§ **What you need to do**:
Every line of the records below that holds the word "outstretched" should be copied out.

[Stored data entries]
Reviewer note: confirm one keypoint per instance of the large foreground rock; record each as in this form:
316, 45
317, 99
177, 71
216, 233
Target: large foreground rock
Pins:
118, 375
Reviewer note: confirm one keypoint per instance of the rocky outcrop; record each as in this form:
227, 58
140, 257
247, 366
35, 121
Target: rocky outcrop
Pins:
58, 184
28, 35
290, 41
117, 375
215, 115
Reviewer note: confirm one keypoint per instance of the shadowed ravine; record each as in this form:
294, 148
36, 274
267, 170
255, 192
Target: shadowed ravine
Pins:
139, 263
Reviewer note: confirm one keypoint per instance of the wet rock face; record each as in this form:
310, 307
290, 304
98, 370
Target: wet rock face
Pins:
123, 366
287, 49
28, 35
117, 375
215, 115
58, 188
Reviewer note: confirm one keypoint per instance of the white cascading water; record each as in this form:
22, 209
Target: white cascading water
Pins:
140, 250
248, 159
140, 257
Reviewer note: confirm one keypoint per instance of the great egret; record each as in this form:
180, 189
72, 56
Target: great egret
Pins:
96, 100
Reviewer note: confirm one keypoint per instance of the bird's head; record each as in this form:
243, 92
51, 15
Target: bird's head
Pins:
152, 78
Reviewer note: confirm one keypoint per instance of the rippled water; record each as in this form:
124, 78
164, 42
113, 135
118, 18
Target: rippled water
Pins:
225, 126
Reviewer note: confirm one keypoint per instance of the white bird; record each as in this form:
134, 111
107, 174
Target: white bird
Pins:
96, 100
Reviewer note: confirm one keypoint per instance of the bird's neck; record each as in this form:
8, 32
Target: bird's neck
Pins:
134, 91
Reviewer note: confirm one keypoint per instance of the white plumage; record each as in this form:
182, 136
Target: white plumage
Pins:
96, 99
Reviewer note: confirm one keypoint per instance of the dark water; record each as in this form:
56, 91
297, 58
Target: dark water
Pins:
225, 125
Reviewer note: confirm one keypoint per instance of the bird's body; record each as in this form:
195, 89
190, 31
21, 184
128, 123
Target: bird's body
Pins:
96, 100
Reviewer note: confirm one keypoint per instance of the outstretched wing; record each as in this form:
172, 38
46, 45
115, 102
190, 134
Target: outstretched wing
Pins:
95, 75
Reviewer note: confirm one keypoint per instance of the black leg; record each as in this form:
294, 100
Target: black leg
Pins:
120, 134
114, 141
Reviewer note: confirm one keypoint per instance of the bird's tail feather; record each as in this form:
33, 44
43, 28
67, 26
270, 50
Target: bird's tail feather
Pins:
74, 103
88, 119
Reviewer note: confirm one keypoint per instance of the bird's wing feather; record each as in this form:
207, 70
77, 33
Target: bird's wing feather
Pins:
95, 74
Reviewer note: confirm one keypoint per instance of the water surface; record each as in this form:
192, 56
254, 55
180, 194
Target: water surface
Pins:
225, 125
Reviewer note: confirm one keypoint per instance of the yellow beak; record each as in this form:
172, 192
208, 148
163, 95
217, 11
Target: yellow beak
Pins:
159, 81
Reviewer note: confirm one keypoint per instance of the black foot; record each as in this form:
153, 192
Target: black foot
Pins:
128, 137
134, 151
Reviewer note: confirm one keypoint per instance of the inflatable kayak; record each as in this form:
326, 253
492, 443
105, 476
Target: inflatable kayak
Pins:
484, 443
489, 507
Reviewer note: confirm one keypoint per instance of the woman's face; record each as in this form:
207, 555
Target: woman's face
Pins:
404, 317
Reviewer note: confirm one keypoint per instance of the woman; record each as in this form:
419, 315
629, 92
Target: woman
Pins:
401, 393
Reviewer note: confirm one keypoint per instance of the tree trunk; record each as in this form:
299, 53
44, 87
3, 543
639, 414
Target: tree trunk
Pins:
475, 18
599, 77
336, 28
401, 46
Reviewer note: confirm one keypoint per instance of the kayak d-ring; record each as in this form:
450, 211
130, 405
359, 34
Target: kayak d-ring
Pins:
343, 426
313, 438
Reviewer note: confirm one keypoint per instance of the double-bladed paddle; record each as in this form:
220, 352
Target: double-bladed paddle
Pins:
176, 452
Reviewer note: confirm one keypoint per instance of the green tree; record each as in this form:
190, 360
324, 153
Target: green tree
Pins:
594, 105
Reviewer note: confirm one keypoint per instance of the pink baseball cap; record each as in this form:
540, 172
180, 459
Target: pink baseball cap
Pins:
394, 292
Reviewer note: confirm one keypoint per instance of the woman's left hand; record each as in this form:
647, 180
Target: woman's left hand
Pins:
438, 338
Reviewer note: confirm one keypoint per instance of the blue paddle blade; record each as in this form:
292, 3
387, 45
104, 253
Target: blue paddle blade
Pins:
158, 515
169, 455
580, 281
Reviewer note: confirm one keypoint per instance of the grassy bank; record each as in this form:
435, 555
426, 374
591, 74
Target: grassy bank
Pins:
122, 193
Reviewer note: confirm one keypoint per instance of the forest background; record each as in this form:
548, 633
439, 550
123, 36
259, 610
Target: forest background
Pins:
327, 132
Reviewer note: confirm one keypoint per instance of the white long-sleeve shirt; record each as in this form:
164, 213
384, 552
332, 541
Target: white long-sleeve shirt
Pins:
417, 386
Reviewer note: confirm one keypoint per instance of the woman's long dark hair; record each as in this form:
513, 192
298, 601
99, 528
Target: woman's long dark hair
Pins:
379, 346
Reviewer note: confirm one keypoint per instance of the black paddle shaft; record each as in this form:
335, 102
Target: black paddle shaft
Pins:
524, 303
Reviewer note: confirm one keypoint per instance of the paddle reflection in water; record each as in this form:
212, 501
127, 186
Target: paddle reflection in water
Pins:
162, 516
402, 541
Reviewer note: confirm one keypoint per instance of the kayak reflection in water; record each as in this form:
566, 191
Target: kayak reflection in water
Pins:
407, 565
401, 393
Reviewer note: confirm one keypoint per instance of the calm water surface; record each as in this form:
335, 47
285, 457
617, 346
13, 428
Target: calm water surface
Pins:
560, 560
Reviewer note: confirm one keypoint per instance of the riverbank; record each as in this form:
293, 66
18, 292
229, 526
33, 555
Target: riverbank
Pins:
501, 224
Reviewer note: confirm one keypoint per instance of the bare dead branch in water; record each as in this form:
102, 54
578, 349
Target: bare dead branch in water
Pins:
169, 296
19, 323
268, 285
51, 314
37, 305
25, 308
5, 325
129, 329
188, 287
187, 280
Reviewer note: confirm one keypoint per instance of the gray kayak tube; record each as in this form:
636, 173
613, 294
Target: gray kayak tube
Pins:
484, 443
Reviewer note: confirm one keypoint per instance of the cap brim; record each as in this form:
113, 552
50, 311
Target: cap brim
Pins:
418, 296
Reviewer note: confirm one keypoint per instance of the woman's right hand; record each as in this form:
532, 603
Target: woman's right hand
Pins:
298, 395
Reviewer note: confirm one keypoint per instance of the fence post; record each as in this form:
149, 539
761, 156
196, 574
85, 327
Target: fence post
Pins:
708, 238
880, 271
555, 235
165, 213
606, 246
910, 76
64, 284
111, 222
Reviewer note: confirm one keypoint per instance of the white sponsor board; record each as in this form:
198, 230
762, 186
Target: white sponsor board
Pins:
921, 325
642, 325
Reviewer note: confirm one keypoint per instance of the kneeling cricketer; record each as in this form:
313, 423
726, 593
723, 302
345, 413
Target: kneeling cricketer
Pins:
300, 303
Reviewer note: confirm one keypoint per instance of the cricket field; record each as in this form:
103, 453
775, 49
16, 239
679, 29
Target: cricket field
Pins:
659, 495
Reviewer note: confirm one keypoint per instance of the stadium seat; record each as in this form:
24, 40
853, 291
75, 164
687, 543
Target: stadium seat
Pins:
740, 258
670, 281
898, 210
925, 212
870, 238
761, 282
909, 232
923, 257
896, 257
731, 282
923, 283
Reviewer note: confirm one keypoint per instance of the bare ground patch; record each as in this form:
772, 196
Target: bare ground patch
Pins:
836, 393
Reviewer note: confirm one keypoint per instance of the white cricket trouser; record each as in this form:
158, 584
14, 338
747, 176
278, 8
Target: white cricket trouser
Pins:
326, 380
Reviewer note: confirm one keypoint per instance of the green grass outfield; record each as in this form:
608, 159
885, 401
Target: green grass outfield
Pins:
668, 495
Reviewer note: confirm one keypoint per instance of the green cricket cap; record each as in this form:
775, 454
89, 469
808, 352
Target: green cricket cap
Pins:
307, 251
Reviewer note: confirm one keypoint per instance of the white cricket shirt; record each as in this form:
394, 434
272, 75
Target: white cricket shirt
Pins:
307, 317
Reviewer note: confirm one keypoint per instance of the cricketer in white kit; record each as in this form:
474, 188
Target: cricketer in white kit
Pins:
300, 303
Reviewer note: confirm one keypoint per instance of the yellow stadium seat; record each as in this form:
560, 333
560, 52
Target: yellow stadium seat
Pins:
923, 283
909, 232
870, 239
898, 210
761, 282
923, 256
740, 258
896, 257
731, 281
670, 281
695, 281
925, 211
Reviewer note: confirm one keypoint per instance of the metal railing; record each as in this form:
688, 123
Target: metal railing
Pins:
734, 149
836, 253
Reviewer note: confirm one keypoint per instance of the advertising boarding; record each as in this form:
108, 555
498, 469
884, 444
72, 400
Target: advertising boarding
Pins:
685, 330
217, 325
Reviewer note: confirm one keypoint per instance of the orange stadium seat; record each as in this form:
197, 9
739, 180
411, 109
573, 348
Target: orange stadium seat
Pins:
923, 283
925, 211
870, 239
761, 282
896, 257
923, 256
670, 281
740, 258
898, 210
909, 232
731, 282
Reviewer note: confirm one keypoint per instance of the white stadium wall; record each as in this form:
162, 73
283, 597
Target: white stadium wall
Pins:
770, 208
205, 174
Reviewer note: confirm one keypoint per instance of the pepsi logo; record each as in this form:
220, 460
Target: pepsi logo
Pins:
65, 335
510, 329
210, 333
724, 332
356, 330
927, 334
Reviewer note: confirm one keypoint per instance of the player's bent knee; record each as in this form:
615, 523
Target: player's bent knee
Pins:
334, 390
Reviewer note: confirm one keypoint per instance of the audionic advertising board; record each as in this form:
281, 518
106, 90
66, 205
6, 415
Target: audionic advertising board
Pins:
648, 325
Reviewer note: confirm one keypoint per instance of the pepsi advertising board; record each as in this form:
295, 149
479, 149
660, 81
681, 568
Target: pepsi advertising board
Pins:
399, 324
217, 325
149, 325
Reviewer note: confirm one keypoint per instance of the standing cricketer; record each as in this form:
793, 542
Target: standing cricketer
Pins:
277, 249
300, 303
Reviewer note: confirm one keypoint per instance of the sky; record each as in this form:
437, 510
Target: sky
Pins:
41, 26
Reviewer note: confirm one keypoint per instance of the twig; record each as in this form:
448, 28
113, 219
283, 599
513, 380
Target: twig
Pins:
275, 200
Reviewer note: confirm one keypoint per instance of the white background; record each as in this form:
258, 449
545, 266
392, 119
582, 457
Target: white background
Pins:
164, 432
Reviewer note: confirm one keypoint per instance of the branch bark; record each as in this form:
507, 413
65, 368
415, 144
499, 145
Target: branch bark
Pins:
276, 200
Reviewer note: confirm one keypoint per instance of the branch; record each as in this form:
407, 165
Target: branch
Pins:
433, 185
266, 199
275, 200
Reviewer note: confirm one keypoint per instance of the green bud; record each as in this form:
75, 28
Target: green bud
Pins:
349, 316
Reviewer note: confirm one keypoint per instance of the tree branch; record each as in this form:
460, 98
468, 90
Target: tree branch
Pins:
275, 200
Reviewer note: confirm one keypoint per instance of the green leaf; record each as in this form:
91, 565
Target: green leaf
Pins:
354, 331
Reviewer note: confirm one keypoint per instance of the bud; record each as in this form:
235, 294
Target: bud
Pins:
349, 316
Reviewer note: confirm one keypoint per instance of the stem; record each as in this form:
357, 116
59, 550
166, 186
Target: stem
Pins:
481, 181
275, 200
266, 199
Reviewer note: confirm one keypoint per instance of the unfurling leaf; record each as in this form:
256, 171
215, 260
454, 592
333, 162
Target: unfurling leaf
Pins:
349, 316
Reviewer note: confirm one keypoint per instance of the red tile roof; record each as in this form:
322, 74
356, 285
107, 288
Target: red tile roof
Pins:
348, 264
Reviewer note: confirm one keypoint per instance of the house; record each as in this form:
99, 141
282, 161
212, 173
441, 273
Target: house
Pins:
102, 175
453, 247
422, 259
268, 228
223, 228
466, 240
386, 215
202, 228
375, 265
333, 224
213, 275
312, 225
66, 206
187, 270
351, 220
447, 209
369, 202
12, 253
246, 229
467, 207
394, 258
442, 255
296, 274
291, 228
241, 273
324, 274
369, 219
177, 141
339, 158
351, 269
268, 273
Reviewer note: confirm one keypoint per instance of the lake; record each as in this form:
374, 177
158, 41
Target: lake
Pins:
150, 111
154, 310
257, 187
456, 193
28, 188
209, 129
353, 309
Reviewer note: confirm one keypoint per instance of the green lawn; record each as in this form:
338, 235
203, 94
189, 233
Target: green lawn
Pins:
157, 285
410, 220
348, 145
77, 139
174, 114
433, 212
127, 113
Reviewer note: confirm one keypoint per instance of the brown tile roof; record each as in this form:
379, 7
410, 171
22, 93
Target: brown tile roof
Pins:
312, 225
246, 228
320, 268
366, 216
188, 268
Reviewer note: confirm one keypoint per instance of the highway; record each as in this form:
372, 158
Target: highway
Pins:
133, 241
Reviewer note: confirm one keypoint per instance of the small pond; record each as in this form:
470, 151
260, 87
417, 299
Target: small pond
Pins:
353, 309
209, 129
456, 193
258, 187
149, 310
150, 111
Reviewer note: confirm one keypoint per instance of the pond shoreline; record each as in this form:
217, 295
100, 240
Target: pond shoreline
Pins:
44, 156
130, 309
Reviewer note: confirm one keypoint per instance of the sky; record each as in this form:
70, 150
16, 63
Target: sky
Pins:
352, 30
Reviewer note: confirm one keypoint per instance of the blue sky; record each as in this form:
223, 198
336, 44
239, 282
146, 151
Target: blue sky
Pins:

§ **Reply**:
Reviewer note: confirm one keypoint per instance of the outstretched wing; record each as in this form:
Target: outstretched wing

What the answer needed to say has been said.